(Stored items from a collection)
++++

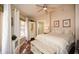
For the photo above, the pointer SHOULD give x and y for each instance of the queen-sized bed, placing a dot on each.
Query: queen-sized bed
(52, 43)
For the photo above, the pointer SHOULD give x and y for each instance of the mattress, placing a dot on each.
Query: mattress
(52, 44)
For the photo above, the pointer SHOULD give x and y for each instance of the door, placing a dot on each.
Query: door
(40, 27)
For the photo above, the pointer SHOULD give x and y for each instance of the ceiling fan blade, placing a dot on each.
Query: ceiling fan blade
(40, 10)
(39, 6)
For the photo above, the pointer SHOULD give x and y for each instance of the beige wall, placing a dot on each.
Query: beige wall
(0, 29)
(66, 12)
(77, 22)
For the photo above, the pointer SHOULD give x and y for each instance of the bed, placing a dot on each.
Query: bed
(52, 43)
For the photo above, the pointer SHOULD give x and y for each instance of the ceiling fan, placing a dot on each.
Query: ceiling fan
(46, 8)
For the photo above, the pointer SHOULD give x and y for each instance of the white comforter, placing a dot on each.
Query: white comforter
(48, 43)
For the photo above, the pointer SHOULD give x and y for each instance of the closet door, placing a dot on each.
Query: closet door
(40, 27)
(32, 31)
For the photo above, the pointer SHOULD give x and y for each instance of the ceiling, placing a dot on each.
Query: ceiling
(31, 10)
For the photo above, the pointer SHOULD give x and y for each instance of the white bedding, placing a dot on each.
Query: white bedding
(49, 43)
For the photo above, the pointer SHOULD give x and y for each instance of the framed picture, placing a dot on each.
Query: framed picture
(56, 23)
(67, 23)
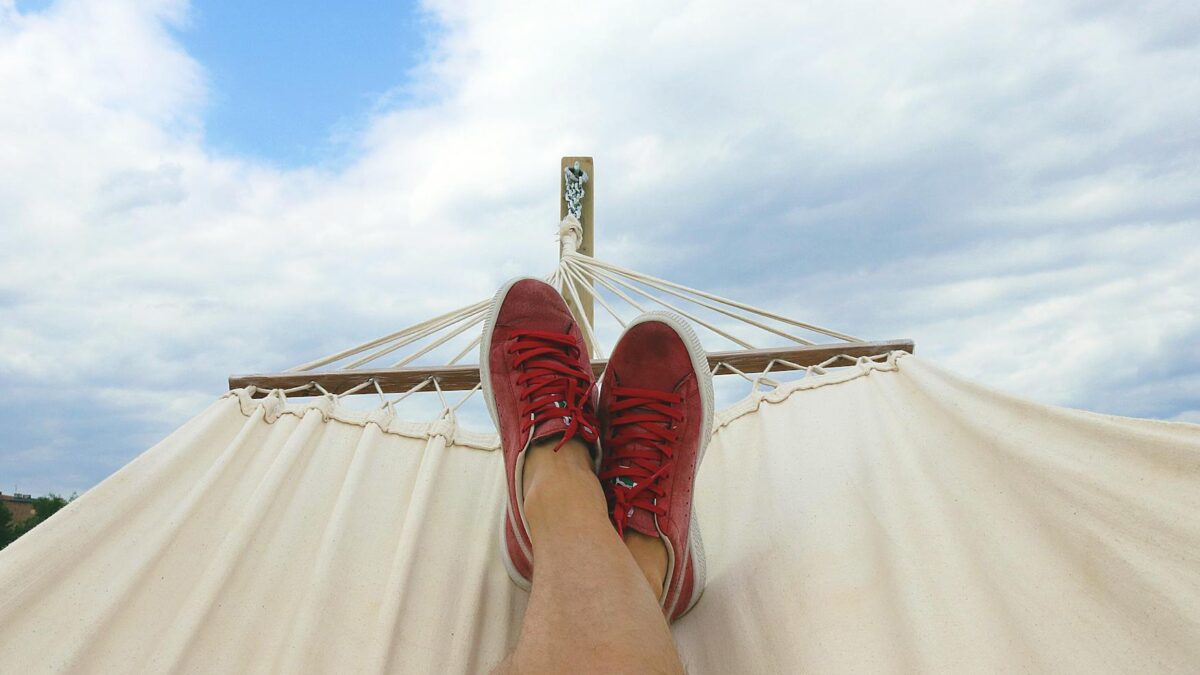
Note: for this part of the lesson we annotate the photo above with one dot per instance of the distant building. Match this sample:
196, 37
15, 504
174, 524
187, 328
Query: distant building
19, 506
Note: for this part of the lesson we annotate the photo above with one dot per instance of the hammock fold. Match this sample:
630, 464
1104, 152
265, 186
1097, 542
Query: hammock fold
882, 518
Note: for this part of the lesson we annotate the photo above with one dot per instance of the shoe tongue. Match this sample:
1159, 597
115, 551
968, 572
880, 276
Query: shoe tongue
642, 521
637, 519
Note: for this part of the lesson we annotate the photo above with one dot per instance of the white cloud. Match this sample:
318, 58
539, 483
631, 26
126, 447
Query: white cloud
1012, 185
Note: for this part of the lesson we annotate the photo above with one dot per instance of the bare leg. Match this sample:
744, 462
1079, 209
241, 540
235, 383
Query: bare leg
651, 556
591, 609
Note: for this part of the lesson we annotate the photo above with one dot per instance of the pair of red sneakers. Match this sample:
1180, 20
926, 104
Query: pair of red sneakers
647, 425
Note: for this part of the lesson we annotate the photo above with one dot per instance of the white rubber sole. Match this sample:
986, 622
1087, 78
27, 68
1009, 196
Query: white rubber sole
485, 377
705, 378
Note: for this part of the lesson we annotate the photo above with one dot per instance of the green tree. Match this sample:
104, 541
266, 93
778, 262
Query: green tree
43, 508
7, 532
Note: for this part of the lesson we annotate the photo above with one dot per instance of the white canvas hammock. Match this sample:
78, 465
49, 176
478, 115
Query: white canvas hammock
882, 518
876, 515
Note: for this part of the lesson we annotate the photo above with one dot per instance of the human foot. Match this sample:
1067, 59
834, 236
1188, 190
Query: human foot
655, 417
538, 383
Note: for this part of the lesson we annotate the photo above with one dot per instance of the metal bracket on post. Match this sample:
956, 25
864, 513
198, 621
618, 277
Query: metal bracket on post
577, 195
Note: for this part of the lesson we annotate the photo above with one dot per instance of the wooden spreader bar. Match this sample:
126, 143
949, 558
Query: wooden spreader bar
461, 377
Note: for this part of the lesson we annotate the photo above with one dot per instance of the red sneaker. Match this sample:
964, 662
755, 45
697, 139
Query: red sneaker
538, 383
655, 419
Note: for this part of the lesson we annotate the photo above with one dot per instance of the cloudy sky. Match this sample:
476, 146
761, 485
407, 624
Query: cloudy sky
191, 190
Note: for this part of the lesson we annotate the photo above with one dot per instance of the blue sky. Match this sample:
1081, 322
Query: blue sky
291, 81
195, 190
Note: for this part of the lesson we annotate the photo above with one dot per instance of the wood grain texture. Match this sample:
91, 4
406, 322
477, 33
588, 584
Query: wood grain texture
587, 219
461, 377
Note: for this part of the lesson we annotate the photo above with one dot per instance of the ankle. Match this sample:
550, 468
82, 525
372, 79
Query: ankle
651, 555
553, 478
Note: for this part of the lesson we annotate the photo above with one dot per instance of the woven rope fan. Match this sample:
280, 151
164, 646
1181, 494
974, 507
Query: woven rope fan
393, 363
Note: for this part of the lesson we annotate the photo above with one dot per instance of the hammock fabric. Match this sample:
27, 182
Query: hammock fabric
882, 518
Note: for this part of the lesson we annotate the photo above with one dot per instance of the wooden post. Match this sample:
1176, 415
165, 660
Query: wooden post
587, 220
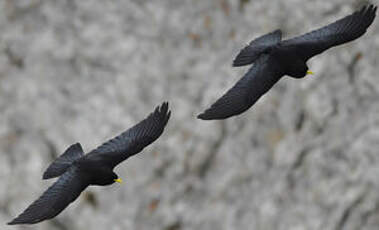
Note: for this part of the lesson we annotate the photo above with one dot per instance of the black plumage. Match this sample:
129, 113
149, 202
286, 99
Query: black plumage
274, 58
78, 171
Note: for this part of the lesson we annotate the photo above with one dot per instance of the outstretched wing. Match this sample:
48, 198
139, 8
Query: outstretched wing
56, 198
134, 139
344, 30
256, 82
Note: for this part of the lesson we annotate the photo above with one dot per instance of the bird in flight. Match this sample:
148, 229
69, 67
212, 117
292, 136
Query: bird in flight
77, 171
274, 58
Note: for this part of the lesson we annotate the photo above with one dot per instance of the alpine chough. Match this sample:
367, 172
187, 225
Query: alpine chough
274, 58
77, 171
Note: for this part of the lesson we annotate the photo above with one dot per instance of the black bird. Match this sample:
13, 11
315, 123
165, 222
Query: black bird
77, 171
274, 58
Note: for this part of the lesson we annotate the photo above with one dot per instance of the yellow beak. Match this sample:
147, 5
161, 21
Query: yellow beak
310, 72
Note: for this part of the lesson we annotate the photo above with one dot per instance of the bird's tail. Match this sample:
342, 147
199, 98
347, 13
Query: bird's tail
255, 48
64, 161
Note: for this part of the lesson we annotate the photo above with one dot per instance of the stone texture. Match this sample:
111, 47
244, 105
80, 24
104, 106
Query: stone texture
305, 157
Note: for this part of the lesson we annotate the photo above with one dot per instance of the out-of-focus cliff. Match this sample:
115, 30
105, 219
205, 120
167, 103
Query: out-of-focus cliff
306, 156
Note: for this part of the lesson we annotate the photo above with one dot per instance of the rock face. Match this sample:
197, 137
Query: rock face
305, 157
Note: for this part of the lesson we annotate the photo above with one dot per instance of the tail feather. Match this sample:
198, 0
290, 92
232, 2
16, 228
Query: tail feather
253, 51
64, 161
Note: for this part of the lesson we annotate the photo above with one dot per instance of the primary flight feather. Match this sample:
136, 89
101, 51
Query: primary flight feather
274, 58
78, 171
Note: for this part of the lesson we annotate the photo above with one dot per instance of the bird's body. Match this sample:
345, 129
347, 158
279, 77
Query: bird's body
77, 171
274, 58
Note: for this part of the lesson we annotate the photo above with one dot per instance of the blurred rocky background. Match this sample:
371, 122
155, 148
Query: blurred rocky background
305, 157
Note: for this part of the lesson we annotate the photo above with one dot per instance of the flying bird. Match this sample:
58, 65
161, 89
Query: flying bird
274, 58
77, 171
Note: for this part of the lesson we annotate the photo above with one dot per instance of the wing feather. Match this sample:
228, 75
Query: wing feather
55, 199
135, 139
256, 82
344, 30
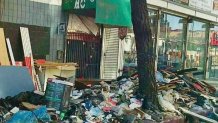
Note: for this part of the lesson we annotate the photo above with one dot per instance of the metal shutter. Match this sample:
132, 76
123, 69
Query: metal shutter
110, 54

++++

Omit the pictures and reproduce the records above exactly.

For the photo above, the pointer SHOULD give x and y for each instance of the queen-sized bed, placing a dot on each.
Query: queen-sized bed
(52, 43)
For the photo above, the pointer SHOULD give x and y for each instance of the mattress, placing a dot on each.
Query: mattress
(52, 44)
For the photo above, the pointer SHOULD give x and y for each instance of the door, placing a dot on each.
Query: door
(40, 27)
For the photo above, the pointer SHOULD give x and y for each instance of the ceiling fan blade, placing a dot on each.
Query: ceiling fan blade
(40, 10)
(39, 6)
For the photo above, the pointer SHOULD give x and y for each instance of the beige wall, placing a dot on each.
Query: beige wall
(0, 29)
(66, 12)
(77, 22)
For the photo above, the pointer SHOULD give x and y for each instance of the bed, placing a dot on each.
Query: bed
(52, 43)
For the photo above, the pointer SHOULD give x and y for each instance of the ceiling fan, placing a dot on each.
Query: ceiling fan
(46, 8)
For the photo above, the pointer SHOULD give x and y for each instance of the white comforter, placing a dot on each.
Query: white comforter
(48, 43)
For the photo above, the pointer SHOULD give x and y for each instance of the closet door, placing a dot on each.
Query: closet door
(40, 27)
(32, 31)
For the photo above, the pointer SHOULD give x and y for each instance of the ceiling, placing a dot on each.
Query: ceiling
(31, 10)
For the photo above, the pointer SHOULD give x and y for each instance of the white bedding, placing a dot on each.
Query: white bedding
(49, 43)
For the photo above, the pointer SHOULD give x and y for each instance of the framed picture, placing a dot on each.
Query: framed picture
(56, 23)
(67, 23)
Note: for this part of the lesson we annotate the photo above with one dot per instance of the distant building. Match this sample:
196, 37
15, 504
174, 524
187, 328
Query: distant building
19, 506
Note: for this part of the lesson we annotate the photo above with one dot per instance of the hammock fold. Match this sample:
630, 464
1104, 152
265, 186
1097, 542
Query: hammock fold
882, 518
Note: for this part of the lesson we annotate the photo above with one dot per instance of the shoe tongue. Match this sample:
1159, 597
115, 551
968, 572
880, 276
Query: shoe tongue
642, 521
637, 519
Note: for this part of the lesson we annotate the photo above with one dot per instance of the white cloud. Match this sample:
318, 58
539, 483
631, 26
126, 447
Query: white cloud
1012, 185
Note: for this part of the lesson we annotate the photo above with one dot per instance of the bare leg. Match this sample:
744, 462
1079, 209
241, 540
235, 383
Query: bare leg
651, 556
591, 609
Note: for this part of the lesson we annotate the photo above with one dot per instance of the pair of red sneakers. Match this sample:
1180, 20
926, 104
Query: pair of red sneakers
647, 425
Note: for this part of the lesson we annotate the photo above with one dot per instance of the white rubber sole. Match this sample:
986, 622
1087, 78
27, 68
1009, 196
Query: white rubber sole
485, 377
705, 378
Note: for this part of the lesson we annotate the photo above with one dot per instance of the green tree. Match this sample:
104, 541
266, 93
778, 262
Query: green tree
43, 508
7, 532
Note: for this part of the lesson we annotate the photo above with one dot per instance of the white canvas hammock. Match this sample:
78, 465
49, 176
478, 115
Query: white canvas hammock
882, 518
876, 515
Note: for this part of the lesson we annotate the photo above with one dot per instance of the human foot. Match this sample:
1067, 59
834, 236
1188, 190
Query: human foot
655, 417
538, 383
Note: for this part of the lesson we annotate the photo above with one dot per instance of the metal bracket on post. Match this sample:
956, 25
864, 513
198, 621
618, 277
Query: metal bracket on post
577, 195
Note: for this part of the lesson we annotate the photo above with one dot per instance of the wooden spreader bar. Match this sample:
126, 143
949, 558
Query: wooden spreader bar
461, 377
Note: for this part of the lesson we annotate the photo above with one dot per instance of the red sneaker. Match this sample:
964, 662
755, 45
697, 139
Query: red sneaker
538, 383
655, 419
Note: for this part of the lesson we annotate the photo above with one dot per instance of the cloudy sky. Match this sample:
476, 146
761, 485
407, 624
Query: cloudy sky
191, 190
Note: for this part of the lesson we annotate the photo above with one dot per instance of the blue sky. Match this sample:
1081, 322
Query: blue sky
291, 81
195, 190
Note: for this part of the lesson we annotate the photo above with one dot per instance of the wood grain texture. Match this sample:
91, 4
406, 322
477, 33
588, 584
Query: wood grain texture
587, 219
461, 377
Note: for this part of the lesson we annotate the photo above with one dot per instance of the ankle. Match this sample:
550, 468
82, 525
372, 79
Query: ankle
651, 555
553, 478
Note: for this part of the lesson we annotate the photo above with one dot per instance of the woven rope fan. Match this sample:
280, 151
164, 646
1181, 494
974, 507
Query: woven rope fan
393, 363
Note: for this part of the lesson we annotate the photo above with one dot per instance of the hammock fabric. Match this sample:
27, 182
Query: hammock fabric
882, 518
Note: for this part of the lesson we annotate the photo above with one dot per instance of the wooden post. Match this sample:
1176, 415
165, 660
Query: wooden post
587, 220
Note: for this part of the lesson we annotate the photo above with one dot per instance of the black plumage. Match this sample:
129, 113
149, 202
286, 99
Query: black plumage
274, 58
78, 171
Note: for this part of the lesson we annotate the photo above with one dot per instance of the outstretched wing. Match this sample:
48, 198
139, 8
Query: outstretched wing
56, 198
134, 139
344, 30
256, 82
Note: for this part of the lesson we annotate the photo above with one dot per instance of the bird in flight. Match this sample:
148, 229
69, 67
212, 117
292, 136
Query: bird in flight
77, 171
274, 58
Note: for this part of the lesson we annotate the photo above with one dot per instance of the alpine chough. Match this sample:
367, 172
187, 225
Query: alpine chough
274, 58
77, 171
Note: for this part of the lesson we annotate the photo above with one dot per instance of the black bird. Match this sample:
13, 11
315, 123
165, 222
Query: black bird
77, 171
274, 58
Note: for this part of the lesson we annotate the photo above with one dot per instance of the yellow beak. Match this sample:
147, 5
161, 21
Query: yellow beak
310, 72
Note: for this part of the lesson we annotate the photo above with one dot per instance of the bird's tail. Match this sample:
342, 147
199, 98
347, 13
Query: bird's tail
255, 48
64, 161
Note: for this part of the lesson we annotate the photo above with one dot per instance of the stone texture. Match this sample:
111, 47
244, 105
80, 24
104, 106
Query: stone texture
305, 157
Note: for this part of the lesson we annotate the photo above with one dot per instance of the out-of-focus cliff. Match this sample:
115, 30
105, 219
205, 120
167, 103
Query: out-of-focus cliff
306, 156
Note: for this part of the lesson we annotate the photo above with one dot per instance of the rock face. Match this sample:
197, 137
Query: rock face
305, 157
Note: for this part of the lesson we annotate the photo above with one dot per instance of the tail feather. Match this sample:
198, 0
290, 92
232, 2
16, 228
Query: tail feather
253, 51
64, 161
Note: for this part of the lesson we annotate the photo above with one dot per instance of the primary flight feather. Match this sample:
136, 89
101, 51
Query: primary flight feather
274, 58
78, 171
Note: for this part of the lesson we annotate the photo above with one dot per instance of the bird's body. Match this sample:
345, 129
347, 158
279, 77
Query: bird's body
77, 171
274, 58
Note: for this part of the lesson we annotate the photo above with one dot per instance of the blurred rocky background. Match this sample:
371, 122
155, 148
Query: blurred rocky background
305, 157
Note: for this part of the lesson we annotate the photo above with one dot per instance of the flying bird. Match this sample:
58, 65
161, 89
Query: flying bird
274, 58
77, 171
Note: for this part of the lesson we annotate the photo above with one dot per instance of the wing feather. Match this sample:
228, 75
Query: wing feather
55, 199
135, 139
256, 82
344, 30
Note: for this part of the lesson we annotate the photo above with one dot per instance of the metal shutter. Match this sample:
132, 76
123, 69
Query: metal shutter
110, 54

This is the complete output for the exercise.